Material for this task:
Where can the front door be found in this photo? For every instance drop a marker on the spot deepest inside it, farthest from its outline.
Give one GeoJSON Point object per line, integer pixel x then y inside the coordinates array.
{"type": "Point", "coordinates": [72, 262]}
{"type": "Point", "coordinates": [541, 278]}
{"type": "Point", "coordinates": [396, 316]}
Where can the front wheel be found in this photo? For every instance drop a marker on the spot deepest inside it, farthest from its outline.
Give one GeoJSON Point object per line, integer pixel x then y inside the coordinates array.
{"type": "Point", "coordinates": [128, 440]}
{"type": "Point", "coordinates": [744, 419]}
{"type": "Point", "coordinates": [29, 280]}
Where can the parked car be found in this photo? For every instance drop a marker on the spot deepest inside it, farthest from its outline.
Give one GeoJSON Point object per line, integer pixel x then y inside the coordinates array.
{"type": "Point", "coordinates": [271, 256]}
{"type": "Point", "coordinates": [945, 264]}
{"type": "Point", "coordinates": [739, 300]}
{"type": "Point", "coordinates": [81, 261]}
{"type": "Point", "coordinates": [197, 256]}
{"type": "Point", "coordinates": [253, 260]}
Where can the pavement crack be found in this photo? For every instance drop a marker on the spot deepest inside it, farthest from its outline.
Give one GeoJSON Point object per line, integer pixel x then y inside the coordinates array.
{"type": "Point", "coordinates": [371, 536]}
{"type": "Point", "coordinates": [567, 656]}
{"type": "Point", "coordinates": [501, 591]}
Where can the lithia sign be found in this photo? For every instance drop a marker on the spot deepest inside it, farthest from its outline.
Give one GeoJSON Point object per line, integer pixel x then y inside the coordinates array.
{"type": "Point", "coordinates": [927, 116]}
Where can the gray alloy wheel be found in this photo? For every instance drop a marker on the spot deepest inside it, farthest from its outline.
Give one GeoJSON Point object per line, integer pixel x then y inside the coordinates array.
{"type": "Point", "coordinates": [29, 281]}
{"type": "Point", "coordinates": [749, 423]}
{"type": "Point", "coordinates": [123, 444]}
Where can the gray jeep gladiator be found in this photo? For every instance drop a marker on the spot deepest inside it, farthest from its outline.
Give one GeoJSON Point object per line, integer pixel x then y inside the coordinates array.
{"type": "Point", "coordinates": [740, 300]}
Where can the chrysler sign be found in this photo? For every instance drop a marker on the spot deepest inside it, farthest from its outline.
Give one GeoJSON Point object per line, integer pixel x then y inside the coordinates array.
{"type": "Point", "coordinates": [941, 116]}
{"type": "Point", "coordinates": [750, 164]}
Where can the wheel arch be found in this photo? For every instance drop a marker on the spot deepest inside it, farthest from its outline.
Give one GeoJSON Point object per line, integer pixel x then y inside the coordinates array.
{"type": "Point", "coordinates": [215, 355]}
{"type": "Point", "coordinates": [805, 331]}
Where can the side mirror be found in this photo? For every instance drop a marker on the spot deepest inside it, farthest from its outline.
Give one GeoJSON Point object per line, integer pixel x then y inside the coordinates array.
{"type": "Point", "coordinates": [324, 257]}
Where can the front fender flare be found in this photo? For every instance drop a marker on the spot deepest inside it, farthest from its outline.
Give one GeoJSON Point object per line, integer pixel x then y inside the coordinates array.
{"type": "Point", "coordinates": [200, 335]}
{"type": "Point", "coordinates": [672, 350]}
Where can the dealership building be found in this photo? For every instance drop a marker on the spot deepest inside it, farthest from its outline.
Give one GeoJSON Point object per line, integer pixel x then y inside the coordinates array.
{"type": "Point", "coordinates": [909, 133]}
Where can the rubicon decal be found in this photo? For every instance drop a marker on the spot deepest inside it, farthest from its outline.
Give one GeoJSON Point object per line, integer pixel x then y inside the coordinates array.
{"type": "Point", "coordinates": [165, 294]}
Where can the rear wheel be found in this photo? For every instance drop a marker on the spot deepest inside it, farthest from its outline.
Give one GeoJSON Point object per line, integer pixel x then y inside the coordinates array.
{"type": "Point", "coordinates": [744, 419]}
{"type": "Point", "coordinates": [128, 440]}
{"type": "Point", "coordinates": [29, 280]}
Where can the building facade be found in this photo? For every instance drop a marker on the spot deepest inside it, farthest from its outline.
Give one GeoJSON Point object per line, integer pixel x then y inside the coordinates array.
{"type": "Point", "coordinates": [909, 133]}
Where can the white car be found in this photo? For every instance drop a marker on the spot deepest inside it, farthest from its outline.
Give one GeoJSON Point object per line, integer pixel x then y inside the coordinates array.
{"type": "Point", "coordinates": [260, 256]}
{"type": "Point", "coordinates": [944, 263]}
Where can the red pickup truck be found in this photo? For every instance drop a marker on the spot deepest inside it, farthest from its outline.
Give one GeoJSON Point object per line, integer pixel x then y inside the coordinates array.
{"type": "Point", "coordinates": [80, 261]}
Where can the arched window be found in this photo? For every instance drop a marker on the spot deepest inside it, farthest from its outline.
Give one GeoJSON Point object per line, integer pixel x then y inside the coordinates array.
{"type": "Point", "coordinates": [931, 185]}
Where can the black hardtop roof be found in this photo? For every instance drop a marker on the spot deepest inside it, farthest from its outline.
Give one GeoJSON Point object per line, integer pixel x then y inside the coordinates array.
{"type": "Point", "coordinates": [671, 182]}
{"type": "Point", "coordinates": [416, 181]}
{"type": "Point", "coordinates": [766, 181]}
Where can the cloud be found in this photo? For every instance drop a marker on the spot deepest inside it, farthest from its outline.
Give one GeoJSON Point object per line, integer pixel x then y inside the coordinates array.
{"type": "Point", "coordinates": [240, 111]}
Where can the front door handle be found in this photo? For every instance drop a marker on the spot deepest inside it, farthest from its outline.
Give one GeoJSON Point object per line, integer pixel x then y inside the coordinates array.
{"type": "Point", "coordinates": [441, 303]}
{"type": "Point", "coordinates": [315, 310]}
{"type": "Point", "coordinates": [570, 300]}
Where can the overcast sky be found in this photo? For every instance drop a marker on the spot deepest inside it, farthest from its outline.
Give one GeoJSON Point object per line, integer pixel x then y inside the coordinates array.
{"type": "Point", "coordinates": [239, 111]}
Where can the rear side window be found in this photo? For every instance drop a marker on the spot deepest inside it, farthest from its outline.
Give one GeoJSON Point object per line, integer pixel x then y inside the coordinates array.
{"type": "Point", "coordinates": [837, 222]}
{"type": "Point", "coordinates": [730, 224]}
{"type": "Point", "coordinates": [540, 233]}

Task description: Repeat all the records. Match each line exactly.

Output below:
Where can the front door be found in this photo? For every instance drop a marker on the spot deepest inside it, farthest from its outline.
Give one GeoJSON Point object per line, integer pixel x then y inside the coordinates array.
{"type": "Point", "coordinates": [72, 262]}
{"type": "Point", "coordinates": [541, 278]}
{"type": "Point", "coordinates": [396, 316]}
Where can the front wheel be found in this photo? For every instance drop a marker on the spot deepest inside it, farthest from its outline.
Give one GeoJSON Point object per line, integer pixel x then y inside the coordinates array.
{"type": "Point", "coordinates": [128, 440]}
{"type": "Point", "coordinates": [744, 419]}
{"type": "Point", "coordinates": [29, 280]}
Where can the parked car be found in this photo? For every instance drop a marker on the spot deepest inside it, farthest from its outline.
Give one GeoJSON Point object per line, integer pixel x then y inside the coordinates array.
{"type": "Point", "coordinates": [271, 256]}
{"type": "Point", "coordinates": [945, 264]}
{"type": "Point", "coordinates": [739, 300]}
{"type": "Point", "coordinates": [81, 261]}
{"type": "Point", "coordinates": [197, 256]}
{"type": "Point", "coordinates": [253, 260]}
Where can the pavement crack be found in this photo? For every instance drop a marker on the spot deepest inside it, farthest from its outline.
Give one GeoJSON Point object per line, integer pixel x then y inside the coordinates array.
{"type": "Point", "coordinates": [371, 536]}
{"type": "Point", "coordinates": [567, 656]}
{"type": "Point", "coordinates": [501, 591]}
Where can the lithia sign be found in this photo? For every instance drop a marker on the spot deepest inside it, farthest from its outline.
Give one GeoJSON Point object per line, integer pixel x then y inside the coordinates array.
{"type": "Point", "coordinates": [927, 116]}
Where can the gray alloy wheel be found in this photo? For every instance drop a marker on the spot deepest inside it, farthest from its outline.
Give one GeoJSON Point object per line, integer pixel x then y inside the coordinates array.
{"type": "Point", "coordinates": [29, 281]}
{"type": "Point", "coordinates": [749, 423]}
{"type": "Point", "coordinates": [123, 444]}
Where can the gray jeep gladiator be found in this photo? For every instance drop a marker on the spot deepest inside it, farthest from its outline.
Give one GeoJSON Point object per line, integer pixel x then y inside the coordinates array.
{"type": "Point", "coordinates": [740, 300]}
Where can the chrysler sign be found in this photo? For every instance drop a marker on the spot deepest inside it, farthest from its outline.
Give one GeoJSON Point object per line, integer pixel x then y inside the coordinates array.
{"type": "Point", "coordinates": [941, 116]}
{"type": "Point", "coordinates": [750, 164]}
Where can the wheel arch be found in this photo? For every instance drop a marker on the spot deepest inside it, farthest from its outline.
Give one GeoJSON Point object per line, integer pixel x then y inside the coordinates array.
{"type": "Point", "coordinates": [215, 355]}
{"type": "Point", "coordinates": [805, 331]}
Where can the side mirror be found in this photo? For every instance drop a marker on the spot deepest inside it, farthest from its outline.
Give one GeoJSON Point object per line, integer pixel x then y inside the coordinates array.
{"type": "Point", "coordinates": [324, 257]}
Where can the front fender flare be found in this photo? For every instance drop a marker on the spot deepest inside it, farthest from its outline.
Give one GeoJSON Point object per line, integer pixel x then y inside the coordinates array.
{"type": "Point", "coordinates": [200, 335]}
{"type": "Point", "coordinates": [672, 350]}
Where can the dealership building be found in this photo? For every instance drop a marker on the spot deepest inside it, farthest from its outline.
Give one GeoJSON Point object per line, integer pixel x then y inside the coordinates array.
{"type": "Point", "coordinates": [909, 133]}
Where can the rubicon decal be found in this photo? For every instance drop a marker on the spot deepest inside it, farthest from its outline.
Give one GeoJSON Point object per line, integer pixel x then y inside the coordinates array.
{"type": "Point", "coordinates": [165, 294]}
Where can the rear wheel be found in this photo? For every instance drop a marker on the spot deepest inside it, farthest from its outline.
Give one GeoJSON Point object per line, integer pixel x then y inside the coordinates array.
{"type": "Point", "coordinates": [744, 419]}
{"type": "Point", "coordinates": [128, 440]}
{"type": "Point", "coordinates": [29, 280]}
Where can the building facade be found in this photo? For every instance drop a marker on the spot deepest inside it, farthest from its outline.
Give one GeoJSON Point object per line, integer pixel x then y inside the coordinates array.
{"type": "Point", "coordinates": [909, 133]}
Where can the white car be found in this photo? For every instance drop a marker on the spot deepest inside it, farthest from its outline.
Give one GeoJSON Point object per line, integer pixel x then y inside the coordinates array.
{"type": "Point", "coordinates": [260, 256]}
{"type": "Point", "coordinates": [944, 263]}
Where can the red pickup truck be found in this photo? For every instance drop a marker on the spot deepest inside it, farthest from its outline.
Give one GeoJSON Point object per line, integer pixel x then y inside the coordinates array.
{"type": "Point", "coordinates": [80, 261]}
Where can the arched window be found in this photo? For every instance drop a marker on the spot deepest inside it, farthest from its outline.
Give one GeoJSON Point object per line, integer pixel x then y inside the coordinates array.
{"type": "Point", "coordinates": [931, 185]}
Where can the black hardtop roof be found in this photo? For every instance drop a marker on the spot deepest inside it, farthest from its outline.
Give one GeoJSON Point object per line, integer pixel x then y inside the coordinates array.
{"type": "Point", "coordinates": [671, 182]}
{"type": "Point", "coordinates": [416, 181]}
{"type": "Point", "coordinates": [766, 181]}
Where can the cloud be found in this photo? For every instance drop a marker on the spot deepest inside it, farthest from its outline.
Give one GeoJSON Point object per line, integer pixel x then y inside the coordinates array.
{"type": "Point", "coordinates": [240, 111]}
Where can the front door handle be found in this photo? For every instance drop a marker on the spot deepest inside it, farthest from its outline.
Give one GeoJSON Point object per line, integer pixel x then y inside the coordinates array.
{"type": "Point", "coordinates": [441, 303]}
{"type": "Point", "coordinates": [315, 310]}
{"type": "Point", "coordinates": [570, 300]}
Where can the overcast sky be found in this photo? For every instance drop a marker on the spot deepest inside it, farthest from its outline.
Give one GeoJSON Point object per line, integer pixel x then y inside the coordinates array.
{"type": "Point", "coordinates": [239, 111]}
Where can the rear side window be found in this photo? For every instance drop a marker on the spot deepest inside it, farthest from its outline.
Give one GeoJSON Point object per line, integer pixel x then y inside the coordinates array.
{"type": "Point", "coordinates": [837, 222]}
{"type": "Point", "coordinates": [730, 224]}
{"type": "Point", "coordinates": [540, 233]}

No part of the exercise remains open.